■ WRITTEN TASK 1
Using the Philosophy text, decide whether each statement agrees with it. For each, answer yes or no and quote the words of the text that decide it.
(a) The course by Hubert Dreyfus that started the writer's current philosophical turn was about existentialism in literature and film.
(b) The writer judged John Searle's philosophy of mind course better than his philosophy of society course.
(c) Jeffrey Wattles's course on Artistic Living contained nothing but Heidegger lectures.
■ WRITTEN TASK 2
Print the passage of the Philosophy text starting at "Philosophy is interesting" and ending at "apologised or anything.".
■ WRITTEN TASK 3
According to the Philosophy text, who is the main subject of Hubert Dreyfus?

■ READING PASSAGE
Philosophy

Philosophy is interesting to me.  Philosophers try to explain everything, including explaining, philosophy, philosophers and what everything is.  I like explanations.

My current philosophical turn commenced with the discovery of Hubert Dreyfus' 'Existentialism in Literature and Film' course from Berkeley via iTunesU.  He has three other courses up at the moment - two on his main subject, Martin Heidegger, who proved a good philosopher, even if he was a Nazi and never apologised or anything.

John Searle, also at Berkeley, does a philosophy of mind course which seemed a bit disorganized in what made it onto the web, and a philosophy of society, which was better.  Jeffrey Wattles does a course on Artistic Living which I listened to because it included some Heidegger lectures, but in fact it had a lot more than that.  He is a lovely man, and the course is well worth a listen.  He is an adherent (?) of the book of Urantia - quite an unusual thing.

■ SOURCE MATERIAL

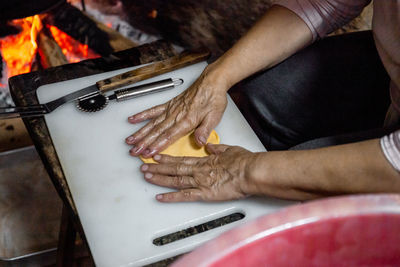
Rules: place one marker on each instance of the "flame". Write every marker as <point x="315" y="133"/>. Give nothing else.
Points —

■ WORKED SOLUTION 1
(a) Yes: "My current philosophical turn commenced with the discovery of Hubert Dreyfus' 'Existentialism in Literature and Film' course from Berkeley via iTunesU."
(b) No: "and a philosophy of society, which was better."
(c) No: "but in fact it had a lot more than that."

■ WORKED SOLUTION 2
Philosophy is interesting to me.  Philosophers try to explain everything, including explaining, philosophy, philosophers and what everything is.  I like explanations.

My current philosophical turn commenced with the discovery of Hubert Dreyfus' 'Existentialism in Literature and Film' course from Berkeley via iTunesU.  He has three other courses up at the moment - two on his main subject, Martin Heidegger, who proved a good philosopher, even if he was a Nazi and never apologised or anything.

■ WORKED SOLUTION 3
Martin Heidegger.